Supplied material:
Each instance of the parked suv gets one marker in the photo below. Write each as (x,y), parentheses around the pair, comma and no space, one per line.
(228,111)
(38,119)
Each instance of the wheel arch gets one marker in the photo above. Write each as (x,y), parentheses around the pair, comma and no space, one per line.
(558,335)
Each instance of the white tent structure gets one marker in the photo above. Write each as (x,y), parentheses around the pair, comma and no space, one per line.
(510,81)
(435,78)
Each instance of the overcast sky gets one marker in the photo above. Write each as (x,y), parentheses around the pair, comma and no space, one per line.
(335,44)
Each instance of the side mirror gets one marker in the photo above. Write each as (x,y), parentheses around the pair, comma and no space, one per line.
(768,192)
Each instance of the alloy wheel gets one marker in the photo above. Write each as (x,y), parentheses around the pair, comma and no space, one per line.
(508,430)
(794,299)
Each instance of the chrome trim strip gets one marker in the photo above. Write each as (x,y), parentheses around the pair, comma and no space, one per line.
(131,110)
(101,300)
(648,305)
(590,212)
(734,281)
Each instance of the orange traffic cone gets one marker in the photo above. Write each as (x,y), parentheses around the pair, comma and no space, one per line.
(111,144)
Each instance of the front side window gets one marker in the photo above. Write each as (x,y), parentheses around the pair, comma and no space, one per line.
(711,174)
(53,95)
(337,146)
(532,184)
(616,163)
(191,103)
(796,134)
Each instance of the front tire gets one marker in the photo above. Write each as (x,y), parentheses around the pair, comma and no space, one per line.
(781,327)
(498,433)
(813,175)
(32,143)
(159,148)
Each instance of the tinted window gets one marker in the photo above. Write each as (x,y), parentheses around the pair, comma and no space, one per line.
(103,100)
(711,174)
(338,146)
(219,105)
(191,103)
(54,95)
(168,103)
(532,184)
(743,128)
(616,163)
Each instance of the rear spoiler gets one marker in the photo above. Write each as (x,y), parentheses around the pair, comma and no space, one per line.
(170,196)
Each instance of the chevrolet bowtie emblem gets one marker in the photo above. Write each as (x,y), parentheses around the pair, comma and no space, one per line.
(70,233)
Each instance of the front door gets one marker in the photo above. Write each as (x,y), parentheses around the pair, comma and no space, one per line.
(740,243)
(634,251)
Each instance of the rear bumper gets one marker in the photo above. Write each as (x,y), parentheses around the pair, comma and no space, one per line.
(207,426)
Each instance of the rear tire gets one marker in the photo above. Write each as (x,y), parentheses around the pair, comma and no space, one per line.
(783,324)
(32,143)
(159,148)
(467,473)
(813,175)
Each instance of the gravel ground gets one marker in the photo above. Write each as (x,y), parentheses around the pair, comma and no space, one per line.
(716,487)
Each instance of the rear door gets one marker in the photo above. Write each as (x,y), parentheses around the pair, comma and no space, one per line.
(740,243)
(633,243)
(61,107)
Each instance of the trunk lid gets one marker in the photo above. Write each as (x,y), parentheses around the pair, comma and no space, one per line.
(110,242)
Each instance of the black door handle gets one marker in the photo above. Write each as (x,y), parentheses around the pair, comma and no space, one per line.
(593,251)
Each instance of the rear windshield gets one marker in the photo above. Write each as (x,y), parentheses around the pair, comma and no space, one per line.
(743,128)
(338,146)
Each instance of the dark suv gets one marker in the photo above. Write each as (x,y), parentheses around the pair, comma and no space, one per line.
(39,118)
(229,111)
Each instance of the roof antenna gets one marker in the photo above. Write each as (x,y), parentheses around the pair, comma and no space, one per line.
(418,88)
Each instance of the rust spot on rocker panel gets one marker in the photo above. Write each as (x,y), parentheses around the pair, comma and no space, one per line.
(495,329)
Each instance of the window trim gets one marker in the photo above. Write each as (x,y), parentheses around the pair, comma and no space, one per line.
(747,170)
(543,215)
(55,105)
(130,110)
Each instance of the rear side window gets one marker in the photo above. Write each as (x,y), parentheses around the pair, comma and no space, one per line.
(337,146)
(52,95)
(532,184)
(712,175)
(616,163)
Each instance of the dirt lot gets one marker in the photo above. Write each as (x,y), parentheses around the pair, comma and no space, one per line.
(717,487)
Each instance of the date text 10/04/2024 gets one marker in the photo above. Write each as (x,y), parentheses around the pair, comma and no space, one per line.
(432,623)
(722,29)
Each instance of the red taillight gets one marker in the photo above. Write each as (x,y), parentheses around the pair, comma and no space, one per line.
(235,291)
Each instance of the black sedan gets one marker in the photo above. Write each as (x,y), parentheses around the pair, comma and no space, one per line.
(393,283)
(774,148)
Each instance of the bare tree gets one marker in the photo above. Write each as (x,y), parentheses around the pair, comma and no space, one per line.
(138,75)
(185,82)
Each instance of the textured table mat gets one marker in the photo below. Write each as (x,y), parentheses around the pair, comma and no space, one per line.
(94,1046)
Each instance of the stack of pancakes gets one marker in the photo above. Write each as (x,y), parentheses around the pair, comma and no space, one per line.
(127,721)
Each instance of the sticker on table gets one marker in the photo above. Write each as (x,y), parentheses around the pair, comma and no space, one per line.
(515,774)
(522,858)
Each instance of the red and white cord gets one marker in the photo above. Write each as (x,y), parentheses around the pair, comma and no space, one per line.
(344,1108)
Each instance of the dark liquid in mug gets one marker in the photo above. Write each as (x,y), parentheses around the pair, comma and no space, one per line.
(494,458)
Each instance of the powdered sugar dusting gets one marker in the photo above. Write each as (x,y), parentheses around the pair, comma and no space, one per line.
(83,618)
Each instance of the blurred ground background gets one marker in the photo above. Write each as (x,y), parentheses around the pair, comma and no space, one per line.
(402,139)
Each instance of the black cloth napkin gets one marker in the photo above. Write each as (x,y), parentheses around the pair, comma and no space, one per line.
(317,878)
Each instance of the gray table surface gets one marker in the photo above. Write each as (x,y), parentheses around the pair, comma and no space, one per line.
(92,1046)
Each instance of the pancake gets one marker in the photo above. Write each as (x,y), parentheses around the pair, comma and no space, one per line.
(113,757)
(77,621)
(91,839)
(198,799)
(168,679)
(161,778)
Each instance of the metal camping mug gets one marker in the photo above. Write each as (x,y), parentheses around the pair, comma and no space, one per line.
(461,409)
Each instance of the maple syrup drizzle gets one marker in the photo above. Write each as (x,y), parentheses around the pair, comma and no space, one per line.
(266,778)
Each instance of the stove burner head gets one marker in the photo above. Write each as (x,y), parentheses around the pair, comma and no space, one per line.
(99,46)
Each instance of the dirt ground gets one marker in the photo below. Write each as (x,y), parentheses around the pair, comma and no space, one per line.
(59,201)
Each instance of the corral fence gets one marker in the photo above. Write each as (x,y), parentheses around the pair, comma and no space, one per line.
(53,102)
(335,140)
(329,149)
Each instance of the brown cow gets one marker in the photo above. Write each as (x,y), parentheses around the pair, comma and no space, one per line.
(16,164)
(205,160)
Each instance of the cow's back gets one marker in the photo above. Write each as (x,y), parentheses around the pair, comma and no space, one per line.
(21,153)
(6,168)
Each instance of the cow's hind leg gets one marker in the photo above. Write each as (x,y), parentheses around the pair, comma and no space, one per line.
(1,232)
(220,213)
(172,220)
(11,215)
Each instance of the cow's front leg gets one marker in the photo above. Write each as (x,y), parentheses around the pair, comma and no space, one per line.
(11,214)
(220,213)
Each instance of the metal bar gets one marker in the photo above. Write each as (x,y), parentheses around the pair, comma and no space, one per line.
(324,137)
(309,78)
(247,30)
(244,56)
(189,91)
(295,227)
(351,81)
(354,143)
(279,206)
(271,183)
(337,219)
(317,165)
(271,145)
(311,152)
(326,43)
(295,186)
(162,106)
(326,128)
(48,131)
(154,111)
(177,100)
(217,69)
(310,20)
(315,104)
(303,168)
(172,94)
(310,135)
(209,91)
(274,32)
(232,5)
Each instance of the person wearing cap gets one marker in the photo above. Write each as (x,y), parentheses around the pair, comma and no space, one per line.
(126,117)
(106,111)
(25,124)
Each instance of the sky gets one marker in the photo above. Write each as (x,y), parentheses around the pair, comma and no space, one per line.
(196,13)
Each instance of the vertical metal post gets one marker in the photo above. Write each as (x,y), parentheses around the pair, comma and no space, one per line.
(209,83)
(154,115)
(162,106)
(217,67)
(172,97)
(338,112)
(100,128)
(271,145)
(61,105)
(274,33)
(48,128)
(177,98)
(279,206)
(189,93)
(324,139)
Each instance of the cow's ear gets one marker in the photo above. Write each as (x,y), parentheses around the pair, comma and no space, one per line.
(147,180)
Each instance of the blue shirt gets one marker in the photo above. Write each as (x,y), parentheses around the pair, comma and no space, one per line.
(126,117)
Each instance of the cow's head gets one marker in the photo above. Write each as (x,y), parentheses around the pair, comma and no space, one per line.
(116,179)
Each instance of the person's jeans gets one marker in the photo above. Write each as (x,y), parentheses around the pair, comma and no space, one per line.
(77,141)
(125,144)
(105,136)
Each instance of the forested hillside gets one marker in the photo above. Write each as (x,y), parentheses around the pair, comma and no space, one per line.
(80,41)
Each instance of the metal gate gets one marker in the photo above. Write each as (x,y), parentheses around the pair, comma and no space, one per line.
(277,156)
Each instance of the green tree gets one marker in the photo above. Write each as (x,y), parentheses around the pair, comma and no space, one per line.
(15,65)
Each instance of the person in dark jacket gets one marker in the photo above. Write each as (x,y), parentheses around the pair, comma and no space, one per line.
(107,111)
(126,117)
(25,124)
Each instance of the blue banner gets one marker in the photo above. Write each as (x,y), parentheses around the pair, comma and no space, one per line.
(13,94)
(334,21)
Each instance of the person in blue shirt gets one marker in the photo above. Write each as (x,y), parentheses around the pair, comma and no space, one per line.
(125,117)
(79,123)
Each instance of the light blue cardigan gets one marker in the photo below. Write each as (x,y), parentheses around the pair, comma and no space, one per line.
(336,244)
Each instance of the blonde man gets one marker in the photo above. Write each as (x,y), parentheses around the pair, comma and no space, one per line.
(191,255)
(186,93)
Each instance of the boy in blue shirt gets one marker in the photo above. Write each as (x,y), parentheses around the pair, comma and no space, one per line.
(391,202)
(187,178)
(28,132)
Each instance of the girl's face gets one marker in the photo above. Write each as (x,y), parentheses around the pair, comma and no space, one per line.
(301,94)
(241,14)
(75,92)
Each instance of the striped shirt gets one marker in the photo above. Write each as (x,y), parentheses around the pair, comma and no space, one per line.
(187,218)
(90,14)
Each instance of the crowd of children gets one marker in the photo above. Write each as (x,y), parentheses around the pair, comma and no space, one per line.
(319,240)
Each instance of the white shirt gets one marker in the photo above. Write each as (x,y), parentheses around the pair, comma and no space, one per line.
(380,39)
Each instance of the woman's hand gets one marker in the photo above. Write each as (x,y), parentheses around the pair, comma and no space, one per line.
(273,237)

What the task requires: Can you output the items from the line containing "Each instance of the white shirt" through the end of the items as a two-column CSV with the headers instruction and points? Give one row per item, with each field in double quotes and any line breaks replaced by spaces.

Task response:
instruction,points
"Each instance of the white shirt gets one marker in the photo above. Write each as (x,y), parentheses around the pair, comma and no space, one per line.","(380,39)"
"Each instance of the woman's hand gets one marker in the photo above. Write each as (x,y), parentheses around the pair, comma and no space, one per line.","(273,237)"